# [Directions]
In the records below, find the line that contains "Would you be able to pick out the green meadow" and the line that contains "Would you be able to pick out the birch", then retype exactly those two lines and every line between them.

--- START ---

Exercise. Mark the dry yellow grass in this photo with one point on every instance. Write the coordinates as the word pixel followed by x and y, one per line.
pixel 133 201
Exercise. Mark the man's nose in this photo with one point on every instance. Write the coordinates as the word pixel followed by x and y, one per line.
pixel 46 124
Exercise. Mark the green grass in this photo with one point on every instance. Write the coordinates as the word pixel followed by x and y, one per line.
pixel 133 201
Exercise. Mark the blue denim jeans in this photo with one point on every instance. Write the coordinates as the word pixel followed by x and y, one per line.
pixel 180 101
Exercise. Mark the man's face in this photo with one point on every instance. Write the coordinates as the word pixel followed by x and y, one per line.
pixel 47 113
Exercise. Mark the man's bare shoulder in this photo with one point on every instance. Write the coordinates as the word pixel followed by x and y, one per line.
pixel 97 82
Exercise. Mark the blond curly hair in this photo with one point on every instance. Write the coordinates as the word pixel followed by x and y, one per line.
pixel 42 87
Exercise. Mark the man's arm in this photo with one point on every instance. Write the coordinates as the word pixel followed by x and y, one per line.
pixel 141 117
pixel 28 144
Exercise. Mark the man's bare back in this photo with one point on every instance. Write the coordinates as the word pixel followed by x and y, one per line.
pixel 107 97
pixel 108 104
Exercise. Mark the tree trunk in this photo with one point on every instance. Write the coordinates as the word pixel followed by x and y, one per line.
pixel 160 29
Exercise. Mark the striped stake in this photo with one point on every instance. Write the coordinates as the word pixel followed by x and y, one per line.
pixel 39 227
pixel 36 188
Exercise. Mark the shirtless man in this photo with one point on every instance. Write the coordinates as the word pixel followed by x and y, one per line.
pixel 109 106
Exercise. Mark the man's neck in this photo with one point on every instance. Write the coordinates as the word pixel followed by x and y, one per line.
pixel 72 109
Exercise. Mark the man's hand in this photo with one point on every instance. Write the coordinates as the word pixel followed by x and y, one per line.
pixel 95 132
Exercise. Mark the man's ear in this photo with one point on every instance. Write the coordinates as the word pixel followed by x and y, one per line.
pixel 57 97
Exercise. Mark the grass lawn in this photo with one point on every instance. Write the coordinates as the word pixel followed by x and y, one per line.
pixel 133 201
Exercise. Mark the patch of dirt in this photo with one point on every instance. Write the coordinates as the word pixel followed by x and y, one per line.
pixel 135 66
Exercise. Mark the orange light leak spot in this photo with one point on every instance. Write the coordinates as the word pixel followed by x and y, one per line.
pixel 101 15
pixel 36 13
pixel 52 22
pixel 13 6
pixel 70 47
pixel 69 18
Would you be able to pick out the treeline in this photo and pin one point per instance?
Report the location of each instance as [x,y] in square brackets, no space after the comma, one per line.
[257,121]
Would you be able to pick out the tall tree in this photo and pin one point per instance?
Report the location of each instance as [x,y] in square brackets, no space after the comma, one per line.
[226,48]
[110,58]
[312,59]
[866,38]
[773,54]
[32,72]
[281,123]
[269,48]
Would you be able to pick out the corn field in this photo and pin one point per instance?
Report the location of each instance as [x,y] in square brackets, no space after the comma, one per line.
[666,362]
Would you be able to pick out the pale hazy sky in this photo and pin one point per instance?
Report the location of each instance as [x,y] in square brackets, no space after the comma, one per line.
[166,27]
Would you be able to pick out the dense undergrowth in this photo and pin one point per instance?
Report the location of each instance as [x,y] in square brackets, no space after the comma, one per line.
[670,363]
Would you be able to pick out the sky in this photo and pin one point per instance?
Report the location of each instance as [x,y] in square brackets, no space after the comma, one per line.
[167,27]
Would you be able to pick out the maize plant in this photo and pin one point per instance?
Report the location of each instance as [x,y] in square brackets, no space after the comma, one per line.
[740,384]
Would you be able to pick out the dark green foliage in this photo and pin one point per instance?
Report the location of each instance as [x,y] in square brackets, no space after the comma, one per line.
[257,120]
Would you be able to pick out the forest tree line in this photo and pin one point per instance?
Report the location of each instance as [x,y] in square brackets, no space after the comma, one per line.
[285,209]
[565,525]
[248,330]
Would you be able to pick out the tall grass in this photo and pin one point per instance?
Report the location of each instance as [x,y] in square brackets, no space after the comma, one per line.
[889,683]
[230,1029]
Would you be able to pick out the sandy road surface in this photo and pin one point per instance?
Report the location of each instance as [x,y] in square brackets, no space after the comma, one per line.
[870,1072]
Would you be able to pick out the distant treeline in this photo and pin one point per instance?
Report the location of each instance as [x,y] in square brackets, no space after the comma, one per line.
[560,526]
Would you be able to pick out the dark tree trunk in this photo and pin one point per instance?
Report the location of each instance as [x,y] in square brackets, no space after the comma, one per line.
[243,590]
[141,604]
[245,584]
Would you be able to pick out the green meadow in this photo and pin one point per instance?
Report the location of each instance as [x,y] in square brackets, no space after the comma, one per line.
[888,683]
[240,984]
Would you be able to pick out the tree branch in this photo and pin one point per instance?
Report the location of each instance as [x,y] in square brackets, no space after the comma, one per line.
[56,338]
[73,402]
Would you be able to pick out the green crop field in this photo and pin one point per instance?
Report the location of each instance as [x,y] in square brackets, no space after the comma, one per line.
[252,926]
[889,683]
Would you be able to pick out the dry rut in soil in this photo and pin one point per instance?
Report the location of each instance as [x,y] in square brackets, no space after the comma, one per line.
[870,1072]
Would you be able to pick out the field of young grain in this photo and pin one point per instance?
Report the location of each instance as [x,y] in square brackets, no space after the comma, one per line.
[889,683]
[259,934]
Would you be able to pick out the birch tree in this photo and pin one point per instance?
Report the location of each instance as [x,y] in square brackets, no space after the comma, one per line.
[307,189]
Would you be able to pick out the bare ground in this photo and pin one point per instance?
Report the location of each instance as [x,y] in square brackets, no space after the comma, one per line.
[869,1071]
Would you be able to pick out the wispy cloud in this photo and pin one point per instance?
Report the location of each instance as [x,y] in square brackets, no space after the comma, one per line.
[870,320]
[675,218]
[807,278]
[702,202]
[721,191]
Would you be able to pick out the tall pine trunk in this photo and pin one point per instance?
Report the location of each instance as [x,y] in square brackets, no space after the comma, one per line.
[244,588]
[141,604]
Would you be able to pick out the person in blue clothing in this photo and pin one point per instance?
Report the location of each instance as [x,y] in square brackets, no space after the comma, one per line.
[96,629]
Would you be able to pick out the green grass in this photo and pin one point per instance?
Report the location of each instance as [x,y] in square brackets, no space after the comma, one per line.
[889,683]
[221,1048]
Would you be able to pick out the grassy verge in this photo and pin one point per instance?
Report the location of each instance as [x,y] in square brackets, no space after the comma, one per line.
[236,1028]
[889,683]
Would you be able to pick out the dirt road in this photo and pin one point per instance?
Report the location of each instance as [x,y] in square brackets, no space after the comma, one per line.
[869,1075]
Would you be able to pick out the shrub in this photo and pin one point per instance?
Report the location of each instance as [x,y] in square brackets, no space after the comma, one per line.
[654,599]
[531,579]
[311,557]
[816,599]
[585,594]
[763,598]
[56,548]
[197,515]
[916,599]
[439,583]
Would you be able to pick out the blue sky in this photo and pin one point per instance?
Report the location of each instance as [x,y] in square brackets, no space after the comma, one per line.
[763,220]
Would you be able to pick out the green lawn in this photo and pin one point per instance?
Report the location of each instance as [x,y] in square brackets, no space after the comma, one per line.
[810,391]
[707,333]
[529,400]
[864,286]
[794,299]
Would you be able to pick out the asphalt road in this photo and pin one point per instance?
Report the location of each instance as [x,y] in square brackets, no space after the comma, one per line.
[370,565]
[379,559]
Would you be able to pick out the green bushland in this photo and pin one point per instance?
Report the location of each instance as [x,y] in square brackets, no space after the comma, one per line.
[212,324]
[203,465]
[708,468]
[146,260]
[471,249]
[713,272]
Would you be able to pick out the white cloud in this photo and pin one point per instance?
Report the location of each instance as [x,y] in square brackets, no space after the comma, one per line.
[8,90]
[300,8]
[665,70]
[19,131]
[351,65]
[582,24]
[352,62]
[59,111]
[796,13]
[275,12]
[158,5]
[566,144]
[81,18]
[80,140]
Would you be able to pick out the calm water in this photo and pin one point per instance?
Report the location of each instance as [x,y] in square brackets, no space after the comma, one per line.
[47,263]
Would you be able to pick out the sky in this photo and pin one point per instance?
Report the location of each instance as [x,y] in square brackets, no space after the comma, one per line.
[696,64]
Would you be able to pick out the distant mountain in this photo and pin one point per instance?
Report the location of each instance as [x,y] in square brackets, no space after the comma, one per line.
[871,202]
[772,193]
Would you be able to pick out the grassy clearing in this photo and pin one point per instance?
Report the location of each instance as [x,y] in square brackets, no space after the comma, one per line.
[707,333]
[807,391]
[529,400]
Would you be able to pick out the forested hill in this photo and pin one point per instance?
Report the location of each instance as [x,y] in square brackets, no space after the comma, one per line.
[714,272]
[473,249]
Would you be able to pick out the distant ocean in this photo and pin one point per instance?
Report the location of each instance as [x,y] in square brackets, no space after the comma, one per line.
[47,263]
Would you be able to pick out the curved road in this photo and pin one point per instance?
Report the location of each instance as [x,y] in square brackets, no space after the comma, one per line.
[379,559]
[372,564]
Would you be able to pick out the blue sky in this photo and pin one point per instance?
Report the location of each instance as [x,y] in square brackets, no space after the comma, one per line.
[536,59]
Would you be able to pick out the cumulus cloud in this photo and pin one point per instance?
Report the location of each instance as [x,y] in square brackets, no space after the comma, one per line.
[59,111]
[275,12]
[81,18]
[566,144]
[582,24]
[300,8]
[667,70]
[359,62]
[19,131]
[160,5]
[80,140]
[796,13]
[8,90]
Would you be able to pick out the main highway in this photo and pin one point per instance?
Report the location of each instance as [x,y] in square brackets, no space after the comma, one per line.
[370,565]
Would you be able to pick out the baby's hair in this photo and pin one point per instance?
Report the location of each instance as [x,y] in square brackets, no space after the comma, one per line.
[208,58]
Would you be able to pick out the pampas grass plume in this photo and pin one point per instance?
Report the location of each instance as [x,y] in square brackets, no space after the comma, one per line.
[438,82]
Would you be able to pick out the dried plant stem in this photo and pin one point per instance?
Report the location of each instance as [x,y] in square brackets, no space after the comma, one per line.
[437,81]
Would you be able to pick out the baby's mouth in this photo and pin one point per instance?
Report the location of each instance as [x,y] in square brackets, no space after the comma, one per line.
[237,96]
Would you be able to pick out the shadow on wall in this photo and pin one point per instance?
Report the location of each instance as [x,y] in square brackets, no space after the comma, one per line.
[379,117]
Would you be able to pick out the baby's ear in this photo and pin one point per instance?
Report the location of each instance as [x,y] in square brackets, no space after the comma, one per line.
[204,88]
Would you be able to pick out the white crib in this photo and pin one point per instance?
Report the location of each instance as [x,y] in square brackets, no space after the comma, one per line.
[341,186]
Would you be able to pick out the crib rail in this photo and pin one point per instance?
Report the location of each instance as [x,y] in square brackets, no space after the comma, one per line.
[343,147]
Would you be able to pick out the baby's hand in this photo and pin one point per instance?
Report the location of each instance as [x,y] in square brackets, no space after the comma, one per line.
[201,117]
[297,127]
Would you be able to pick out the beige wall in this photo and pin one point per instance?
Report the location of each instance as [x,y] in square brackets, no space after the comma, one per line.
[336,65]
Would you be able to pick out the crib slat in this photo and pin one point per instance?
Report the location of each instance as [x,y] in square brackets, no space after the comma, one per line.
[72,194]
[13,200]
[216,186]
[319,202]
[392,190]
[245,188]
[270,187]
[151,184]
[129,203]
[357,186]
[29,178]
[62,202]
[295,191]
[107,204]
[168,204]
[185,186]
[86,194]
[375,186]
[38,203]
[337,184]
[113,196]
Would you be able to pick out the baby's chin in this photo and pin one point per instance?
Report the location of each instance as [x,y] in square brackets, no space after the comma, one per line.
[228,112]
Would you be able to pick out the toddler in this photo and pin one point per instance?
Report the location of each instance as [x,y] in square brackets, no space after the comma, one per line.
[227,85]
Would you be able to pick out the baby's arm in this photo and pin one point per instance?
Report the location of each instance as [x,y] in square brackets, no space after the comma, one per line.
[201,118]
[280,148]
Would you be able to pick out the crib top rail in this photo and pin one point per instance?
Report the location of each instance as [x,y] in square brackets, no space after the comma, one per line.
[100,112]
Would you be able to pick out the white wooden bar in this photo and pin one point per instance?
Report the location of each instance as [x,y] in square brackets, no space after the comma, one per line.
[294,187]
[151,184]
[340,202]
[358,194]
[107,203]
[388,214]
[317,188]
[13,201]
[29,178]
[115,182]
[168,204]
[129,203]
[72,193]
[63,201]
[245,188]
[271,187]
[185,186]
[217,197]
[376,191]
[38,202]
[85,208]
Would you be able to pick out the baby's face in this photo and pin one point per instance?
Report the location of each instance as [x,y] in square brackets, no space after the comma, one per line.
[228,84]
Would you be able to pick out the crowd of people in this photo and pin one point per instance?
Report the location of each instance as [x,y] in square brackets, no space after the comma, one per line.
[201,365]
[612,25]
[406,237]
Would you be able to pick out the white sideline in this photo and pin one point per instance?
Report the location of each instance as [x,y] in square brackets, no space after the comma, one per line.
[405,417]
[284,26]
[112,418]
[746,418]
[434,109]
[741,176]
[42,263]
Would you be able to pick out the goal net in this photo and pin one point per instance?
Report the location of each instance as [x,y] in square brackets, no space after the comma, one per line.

--- END ---

# [Answer to this task]
Would you be able to pick out the green meadow in this photo and pin one point per instance?
Report the location of each instance as [x,y] in square brackets, no space after the comma, one per line.
[888,683]
[240,984]
Would you be able to pick out the tree branch in this photo and pin one point per instance?
Report the location of each instance as [x,y] in square brackets, no space after the comma, one per line.
[56,338]
[73,402]
Would you be able to pick out the green crop field in this photo and pin one point per instance?
Report the location of each instance as [x,y] in square brackets, no space after the comma, one per line.
[252,926]
[889,683]
Would you be able to pick out the dry rut in soil in this photo and pin one point per instance?
Report the location of each instance as [x,y] in square brackets, no space after the comma, one per line.
[870,1072]
Would you be able to pick out the field of young grain in this photo and pin one point per instance?
Report the location of each instance as [x,y] in square brackets, no space after the comma, one per line.
[889,683]
[259,934]
Would you be able to pick out the birch tree in this photo and pin one point per instance?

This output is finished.